Exercise task: Omit the pictures, then write out every entry exactly as it reads.
==== Stored records
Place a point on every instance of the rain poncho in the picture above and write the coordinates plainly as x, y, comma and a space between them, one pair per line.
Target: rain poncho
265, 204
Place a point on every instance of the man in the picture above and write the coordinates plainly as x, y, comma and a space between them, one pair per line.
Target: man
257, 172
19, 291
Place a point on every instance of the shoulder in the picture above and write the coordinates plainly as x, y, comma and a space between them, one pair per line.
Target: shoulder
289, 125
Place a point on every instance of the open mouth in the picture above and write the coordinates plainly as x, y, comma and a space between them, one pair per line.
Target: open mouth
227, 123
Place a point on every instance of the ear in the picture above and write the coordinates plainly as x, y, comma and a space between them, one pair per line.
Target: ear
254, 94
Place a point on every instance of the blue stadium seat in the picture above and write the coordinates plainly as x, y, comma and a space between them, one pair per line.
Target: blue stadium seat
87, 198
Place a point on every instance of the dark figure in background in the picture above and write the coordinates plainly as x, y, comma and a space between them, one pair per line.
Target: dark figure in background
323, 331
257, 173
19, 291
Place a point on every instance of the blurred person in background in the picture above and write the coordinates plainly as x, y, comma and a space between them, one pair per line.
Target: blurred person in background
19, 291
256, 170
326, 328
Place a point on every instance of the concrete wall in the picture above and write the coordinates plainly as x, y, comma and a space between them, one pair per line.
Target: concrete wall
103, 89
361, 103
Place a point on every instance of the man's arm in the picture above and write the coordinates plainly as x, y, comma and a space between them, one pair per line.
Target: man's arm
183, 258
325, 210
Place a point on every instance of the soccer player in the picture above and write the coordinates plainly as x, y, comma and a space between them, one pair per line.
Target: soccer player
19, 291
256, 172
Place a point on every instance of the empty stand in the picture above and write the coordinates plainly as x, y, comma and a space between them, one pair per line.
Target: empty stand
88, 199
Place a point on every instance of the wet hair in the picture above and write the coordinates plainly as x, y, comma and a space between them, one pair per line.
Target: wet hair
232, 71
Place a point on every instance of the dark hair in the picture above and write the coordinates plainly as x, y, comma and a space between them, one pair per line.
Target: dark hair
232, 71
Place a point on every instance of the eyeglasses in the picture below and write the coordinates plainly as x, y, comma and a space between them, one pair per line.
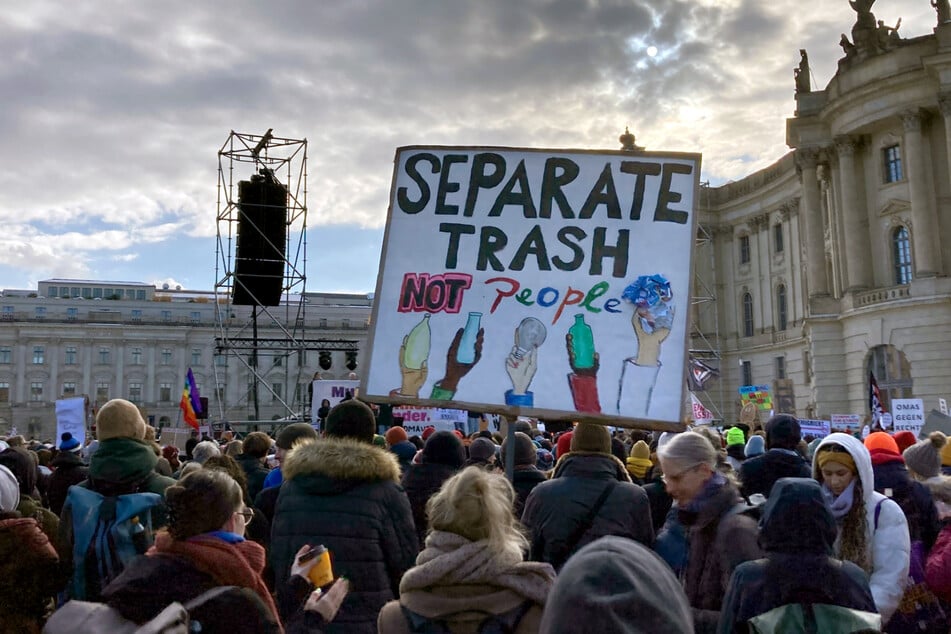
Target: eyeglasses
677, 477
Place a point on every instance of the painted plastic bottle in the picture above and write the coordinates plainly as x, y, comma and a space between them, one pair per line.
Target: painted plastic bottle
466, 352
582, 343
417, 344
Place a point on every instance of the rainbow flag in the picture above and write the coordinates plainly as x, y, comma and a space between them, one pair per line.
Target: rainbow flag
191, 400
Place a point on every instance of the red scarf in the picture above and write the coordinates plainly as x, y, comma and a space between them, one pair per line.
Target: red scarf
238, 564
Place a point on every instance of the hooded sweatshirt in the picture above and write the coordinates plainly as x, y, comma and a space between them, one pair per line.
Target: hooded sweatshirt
========
Solution to this task:
Place a point on every instance of the rain poncho in the picture above and write the coordinates plainly as x, y, comma and a space between them, one pair per line.
Target: rain poncho
265, 204
Place a point on every instance of the man in the picture above and write the coordinates plainly as x, y, comma and a space between them, one pair per line.
Target: man
257, 172
19, 291
Place a point on every instance of the shoulder in the picture above and write the coordinates plainly as x, y, comma and a space between them, one pair per line.
Target: shoulder
289, 125
Place a point on every instance of the open mouth in the picture above and write the coordinates plainly as x, y, comma and a space between them, one pair per line.
Target: open mouth
227, 123
Place a point on every instance of the ear in the picture above and write the coordinates plainly as x, y, comma and a space between them, one pair per line.
Target: ear
254, 94
Place a point on every instance of the blue stadium seat in the picture above and write the coordinates plainly as x, y, comma and a space between them, one pair per line.
Target: blue stadium seat
87, 198
Place a point on every instance of the dark figure in background in the picture above and write the coordinates plainly as x, y, comma and a space between them, one pair per line.
Target: dark figure in background
323, 331
257, 173
19, 291
Place a point on every instance of the blurred person in background in the picture above and write the coordinates plainly as x, y, comma and a space between them, one pair per line.
Target: blurred person in background
19, 291
256, 170
326, 328
Place a point on every instance of the concrete wall in the picture above and write the coordinates plainly as x, y, comma and a space between them, one pair per line.
Target: concrete wall
103, 89
361, 103
Place a point on every instance of the man's arm in the picture above and write the coordinates plainly as x, y, comma and a space between them, one pair per line.
Target: man's arm
183, 258
325, 210
Place a point on every instance of the soccer player in the picture above and write the coordinates plainly as x, y, comma and a space between them, one pair per line.
Target: soccer player
19, 291
256, 172
Place a point on every instance of the empty stand in the picture above and write the coordinates plainly as x, y, comma and a space between them, one pair per line.
Target: empty stand
88, 199
Place a point on every instance of the wet hair in the picture above and write the coordinates plainly as x, y, comma and a space between them, one pair per line.
Target: wet hair
232, 71
Place a point on every instance of the dark hair in the picture above and write the coordinates plainly as x, y, comma and a space between them, one pair per line.
Target: dark hair
232, 71
Place a point on every instance of the eyeglasses in the picture below and write the coordinates plainly as x, y, comma and a space between them, one pair per line.
Target: eyeglasses
677, 477
Place a point on every instance of the painted plastic bottle in the picture above and write the coordinates plainly as x, y, comma and a space between them, one pair per line.
Target: painted plastic bottle
466, 352
582, 343
417, 344
Place a point on every instance of the rainbow flag in the picture above and write the coordinates plainly as x, y, comma and a space between them, one pair per line.
Target: rainbow flag
191, 400
Place a point on every instance of the red scarf in the picture above and write the coordinates plainly as x, y, comma and a space between them, one pair per line.
Target: red scarf
238, 564
Place a point on every instance of the hooded sweatshirt in the picture above and write the coordinates plainly as x, y, comma and a space between them, one pair per line.
Target: hooded sweatshirt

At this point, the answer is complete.